• PROBLEMS TO WORK ON:
• A. From the book review, reproduce the passage that begins at the words "The story inolves" and ends after "they drift apart.".
• B. According to the book review, what does Biju win that lets him go to the US?
• C. Condense the paragraph of the book review that opens with "Sai is initially taught by Lola and Noni" into one or two shorter sentences, keeping its main facts.

• EXTRACT TO READ:
○ ○ ○
The story inolves Lola and Noni, who are in competition with Mrs Sen (Sen’s daughter only went to America which has no history and joined CNN whereas Lola’s daughter was in UK and with BBC). Lola was widowed and lived with Noni. Uncle Potty and his foreign born friend Father Booty, who had to leave India as he did not have papers after a lifetime there.

 Biju, having won a visitor’s visa to US melts away in New York and tries out a series of jobs as a cook and lives illegally with no medical help (He falls and thinks he has a broken leg)

Sai is initially taught by Lola and Noni and when, at sixteen, her lessons become too much for them, the judge hires a Nepali student Gyan, who falls in love with her and she with him. But he gets dragged into the GNLF sympathizing protest movement and they drift apart.

Lola’s house is totally taken over by the GNLF “boys”, she is humiliated when she goes to complain; the judge’s guns are stolen by other boys who some in; the police who come to investigate are not much better.

Biju ultimately decides to leave US and return; he cannot wait to meet his father again…

The story has several facets and at most parts, interesting. The narration brings to life several things – the north east with its terrorist movements barely controlled by a weak state government, an old cantankerous man living alone after antagonizing everyone around him, a fearful child who comes to live with a grandpa she has never met, the realities of the community where the strive for one upmanship with each other…

The ending seems a bit hurried and confusing. Generally a good story to read.
○ ○ ○
• SOURCE INFORMATION:
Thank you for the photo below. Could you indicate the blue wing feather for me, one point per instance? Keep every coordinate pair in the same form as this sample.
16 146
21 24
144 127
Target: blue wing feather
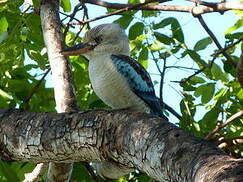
○ ○ ○
• WRITTEN ANSWERS:
• A.
The story inolves Lola and Noni, who are in competition with Mrs Sen (Sen’s daughter only went to America which has no history and joined CNN whereas Lola’s daughter was in UK and with BBC). Lola was widowed and lived with Noni. Uncle Potty and his foreign born friend Father Booty, who had to leave India as he did not have papers after a lifetime there.

 Biju, having won a visitor’s visa to US melts away in New York and tries out a series of jobs as a cook and lives illegally with no medical help (He falls and thinks he has a broken leg)

Sai is initially taught by Lola and Noni and when, at sixteen, her lessons become too much for them, the judge hires a Nepali student Gyan, who falls in love with her and she with him. But he gets dragged into the GNLF sympathizing protest movement and they drift apart.

• B. A visitor's visa.

• C. Lola and Noni teach Sai until, at sixteen, her lessons become too much for them, and the judge hires Gyan, a Nepali student. The two fall in love but drift apart once he is drawn into the protest movement sympathizing with the GNLF.